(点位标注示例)
• • • •
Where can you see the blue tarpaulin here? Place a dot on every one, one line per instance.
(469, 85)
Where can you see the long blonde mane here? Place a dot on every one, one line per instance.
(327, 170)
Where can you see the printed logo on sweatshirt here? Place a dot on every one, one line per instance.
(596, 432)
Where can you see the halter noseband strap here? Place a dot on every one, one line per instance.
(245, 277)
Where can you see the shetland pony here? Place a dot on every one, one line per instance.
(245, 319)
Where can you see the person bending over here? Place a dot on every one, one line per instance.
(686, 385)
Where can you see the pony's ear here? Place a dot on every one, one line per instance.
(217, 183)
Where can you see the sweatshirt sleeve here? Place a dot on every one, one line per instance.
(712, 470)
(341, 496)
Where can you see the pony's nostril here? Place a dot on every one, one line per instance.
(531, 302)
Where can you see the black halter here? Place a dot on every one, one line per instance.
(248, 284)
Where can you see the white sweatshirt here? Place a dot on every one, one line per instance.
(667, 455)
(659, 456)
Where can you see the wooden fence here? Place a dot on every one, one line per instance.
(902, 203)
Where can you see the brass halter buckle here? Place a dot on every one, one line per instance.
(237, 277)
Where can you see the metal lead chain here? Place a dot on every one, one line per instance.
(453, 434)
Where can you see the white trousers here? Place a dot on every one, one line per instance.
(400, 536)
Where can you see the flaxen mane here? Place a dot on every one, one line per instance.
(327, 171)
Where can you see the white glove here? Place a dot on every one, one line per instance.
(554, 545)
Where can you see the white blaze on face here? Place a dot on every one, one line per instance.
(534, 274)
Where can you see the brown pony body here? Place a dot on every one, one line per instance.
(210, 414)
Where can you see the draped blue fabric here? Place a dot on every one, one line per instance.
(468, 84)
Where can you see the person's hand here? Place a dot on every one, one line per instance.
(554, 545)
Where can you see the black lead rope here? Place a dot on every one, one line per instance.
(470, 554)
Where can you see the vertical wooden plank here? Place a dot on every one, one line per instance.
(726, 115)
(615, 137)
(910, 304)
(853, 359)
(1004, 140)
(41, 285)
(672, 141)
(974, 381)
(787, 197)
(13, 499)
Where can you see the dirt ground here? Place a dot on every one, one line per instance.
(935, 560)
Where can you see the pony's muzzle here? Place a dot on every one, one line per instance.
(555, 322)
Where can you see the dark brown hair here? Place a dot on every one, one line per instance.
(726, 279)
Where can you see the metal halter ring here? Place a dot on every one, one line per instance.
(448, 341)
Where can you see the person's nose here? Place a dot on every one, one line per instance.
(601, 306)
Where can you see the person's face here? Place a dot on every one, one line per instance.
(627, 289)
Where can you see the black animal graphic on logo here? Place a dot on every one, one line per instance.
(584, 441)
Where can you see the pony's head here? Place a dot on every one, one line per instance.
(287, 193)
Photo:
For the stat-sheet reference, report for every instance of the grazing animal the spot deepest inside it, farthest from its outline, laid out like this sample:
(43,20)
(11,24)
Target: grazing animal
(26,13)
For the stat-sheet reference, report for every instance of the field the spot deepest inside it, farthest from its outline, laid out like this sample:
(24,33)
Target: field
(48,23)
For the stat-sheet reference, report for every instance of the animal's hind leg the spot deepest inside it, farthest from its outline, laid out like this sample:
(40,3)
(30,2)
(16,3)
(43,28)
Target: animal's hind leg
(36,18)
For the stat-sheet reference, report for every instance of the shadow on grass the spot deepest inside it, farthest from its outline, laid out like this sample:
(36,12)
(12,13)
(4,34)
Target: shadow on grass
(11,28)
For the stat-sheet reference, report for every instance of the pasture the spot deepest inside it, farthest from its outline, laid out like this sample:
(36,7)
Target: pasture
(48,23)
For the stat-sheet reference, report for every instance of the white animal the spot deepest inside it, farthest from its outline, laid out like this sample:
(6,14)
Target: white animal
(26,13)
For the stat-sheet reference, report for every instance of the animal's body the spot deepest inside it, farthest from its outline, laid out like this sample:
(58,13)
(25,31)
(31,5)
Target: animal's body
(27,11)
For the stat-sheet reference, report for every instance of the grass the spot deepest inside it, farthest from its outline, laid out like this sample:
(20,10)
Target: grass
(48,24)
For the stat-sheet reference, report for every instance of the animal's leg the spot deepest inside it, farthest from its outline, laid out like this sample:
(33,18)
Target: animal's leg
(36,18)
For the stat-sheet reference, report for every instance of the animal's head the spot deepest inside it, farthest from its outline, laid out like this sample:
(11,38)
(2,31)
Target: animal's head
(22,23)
• • • •
> 待完成: 将上面的全部记录原样照抄一遍，一字不改。

> 结果如下:
Where can you see the blue tarpaulin here? Place a dot on every one, one line per instance.
(469, 85)
Where can you see the long blonde mane here? Place a dot on every one, one line per instance.
(327, 170)
Where can you see the printed logo on sweatshirt here? Place a dot on every one, one line per instance.
(596, 432)
Where can you see the halter noseband strap here? Place a dot on every one, one line per instance.
(245, 277)
Where can you see the shetland pony here? Place a dot on every one, one line per instance.
(245, 319)
Where can you see the person bending over here? Place a dot on every one, one line per instance.
(686, 385)
Where can you see the pony's ear here? Place a dot on every one, one line per instance.
(217, 183)
Where can you see the sweatshirt sleeve here? Place a dot on every one, one line per instance.
(712, 470)
(341, 496)
Where can you see the pony's nostril here? Place a dot on every one, one line per instance.
(531, 302)
Where can you see the black halter here? Place a dot on every one, one line per instance.
(248, 284)
Where can you see the white sweatshirt here? Place a dot on every one, one line per instance.
(667, 455)
(659, 456)
Where can you see the wooden fence here? Place a dot on every one, one line per instance.
(902, 203)
Where can you see the brass halter buckle here? Place a dot on every one, one line per instance.
(237, 277)
Where can you see the metal lead chain here? Place a dot on every one, one line per instance.
(453, 434)
Where can you see the white trousers here? Place a dot on every one, one line per instance.
(400, 536)
Where can you see the flaxen mane here? Place a dot on every one, one line per instance.
(327, 171)
Where can you see the white glove here? Place a dot on every one, one line per instance.
(554, 545)
Where can you see the white blaze on face here? Place a dot on every one, one line per instance.
(534, 274)
Where can you see the brown pony body here? Place a dot on every one, one line per instance.
(210, 414)
Where can you see the draped blue fabric here? Place a dot on every one, one line per instance.
(468, 84)
Where can you see the person's hand here? Place a dot on every one, one line per instance.
(554, 545)
Where can you see the black lead rope here? Place a dot on every one, one line per instance.
(470, 554)
Where can you see the vertical wooden plank here? Place a dot on every one, one line per instance.
(726, 115)
(615, 137)
(910, 304)
(853, 359)
(1004, 140)
(41, 285)
(672, 141)
(974, 381)
(787, 197)
(13, 499)
Where can you see the dirt ground here? Place a dot on every one, one line per instance.
(935, 560)
Where can you see the pony's muzzle here? Place a dot on every one, one line per instance.
(555, 322)
Where can you see the dark brown hair here? Place a dot on every one, one line per instance.
(726, 279)
Where can you see the metal halter ring here? Place a dot on every one, one line per instance.
(448, 341)
Where can you see the person's nose here? Place a dot on every one, one line per instance.
(601, 306)
Where can you see the person's face here? Place a dot on every one, one line per instance.
(627, 289)
Where can you see the black animal graphic on logo here? Place a dot on every one, one line per instance.
(584, 441)
Where can you see the pony's head here? Place a dot on every one, one line per instance.
(287, 193)
Photo:
For the stat-sheet reference, report for every instance of the grazing animal the spot deepest inside it, farthest from its outline, laid out like this sample:
(43,20)
(11,24)
Target: grazing animal
(26,13)
For the stat-sheet reference, report for every instance of the field the spot deepest inside it, farthest from its outline, laid out like this sample:
(24,33)
Target: field
(48,23)
For the stat-sheet reference, report for every instance of the animal's hind leg the spot deepest inside it, farthest from its outline, laid out like this sample:
(40,3)
(30,2)
(16,3)
(43,28)
Target: animal's hind leg
(36,18)
For the stat-sheet reference, report for every instance of the shadow on grass the spot deepest inside it, farthest from its outline, laid out like this sample:
(36,12)
(12,13)
(4,34)
Target: shadow on grass
(11,28)
For the stat-sheet reference, report for every instance of the pasture the spot deepest inside it, farthest from its outline, laid out like this sample:
(36,7)
Target: pasture
(48,23)
For the stat-sheet reference, report for every instance of the white animal the spot deepest inside it, farthest from its outline, laid out like this sample:
(6,14)
Target: white animal
(26,13)
For the stat-sheet reference, report for every instance of the animal's body the spot deepest inside it, farthest from its outline, laid out like this sample:
(58,13)
(25,31)
(31,5)
Target: animal's body
(27,11)
For the stat-sheet reference, report for every instance of the grass the spot deepest inside it, farthest from its outline, laid out like this sample:
(20,10)
Target: grass
(48,24)
For the stat-sheet reference, report for every instance of the animal's leg the spot deepest inside it, farthest from its outline, laid out like this sample:
(33,18)
Target: animal's leg
(36,18)
For the stat-sheet reference, report for every instance of the animal's head the spot deepest inside it, farthest from its outline, laid out like this sample:
(11,38)
(2,31)
Target: animal's head
(22,23)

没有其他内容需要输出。